> **Exercise material**:
───
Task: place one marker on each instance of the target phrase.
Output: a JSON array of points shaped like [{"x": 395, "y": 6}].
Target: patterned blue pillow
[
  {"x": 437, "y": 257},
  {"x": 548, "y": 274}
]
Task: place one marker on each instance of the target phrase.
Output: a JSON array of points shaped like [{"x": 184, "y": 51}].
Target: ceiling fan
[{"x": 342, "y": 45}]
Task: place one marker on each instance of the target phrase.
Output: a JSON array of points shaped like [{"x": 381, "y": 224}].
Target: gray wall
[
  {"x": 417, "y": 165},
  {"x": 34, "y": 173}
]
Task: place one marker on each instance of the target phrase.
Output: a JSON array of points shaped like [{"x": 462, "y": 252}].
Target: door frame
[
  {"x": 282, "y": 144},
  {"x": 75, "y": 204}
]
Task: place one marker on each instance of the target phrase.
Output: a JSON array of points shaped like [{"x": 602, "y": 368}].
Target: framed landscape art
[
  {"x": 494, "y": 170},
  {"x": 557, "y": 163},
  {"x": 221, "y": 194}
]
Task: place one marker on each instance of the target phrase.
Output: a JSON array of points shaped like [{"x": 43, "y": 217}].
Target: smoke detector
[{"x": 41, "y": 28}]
───
> **Work to complete**: Go through the listing and copy all of it exactly.

> **Answer in full**:
Task: place one marker on each instance of the target phrase.
Output: a JSON array of points shaped like [{"x": 395, "y": 6}].
Target: patterned blue pillow
[
  {"x": 437, "y": 257},
  {"x": 548, "y": 274}
]
Task: place one marker on each instance of the target phrase.
Output: a JSON array of points shaped like [{"x": 184, "y": 51}].
Target: ceiling fan
[{"x": 342, "y": 45}]
Task: place one marker on each instance of the target phrase.
Output: a JSON array of points shaped like [{"x": 381, "y": 224}].
Target: gray wall
[
  {"x": 417, "y": 165},
  {"x": 34, "y": 173}
]
Task: place one marker on each instance of the target phrase.
Output: a JSON array of points shaped like [{"x": 462, "y": 252}].
Target: door frame
[
  {"x": 282, "y": 144},
  {"x": 75, "y": 204}
]
Task: place one marker on each instance of the target phrase.
Output: a JSON array of points shaped like [{"x": 602, "y": 368}].
Target: framed landscape art
[
  {"x": 494, "y": 170},
  {"x": 557, "y": 163},
  {"x": 221, "y": 194}
]
Task: place one marker on each instance of the target phrase.
Output: a JSON array of points shaped like [{"x": 43, "y": 217}].
Target: smoke detector
[{"x": 41, "y": 28}]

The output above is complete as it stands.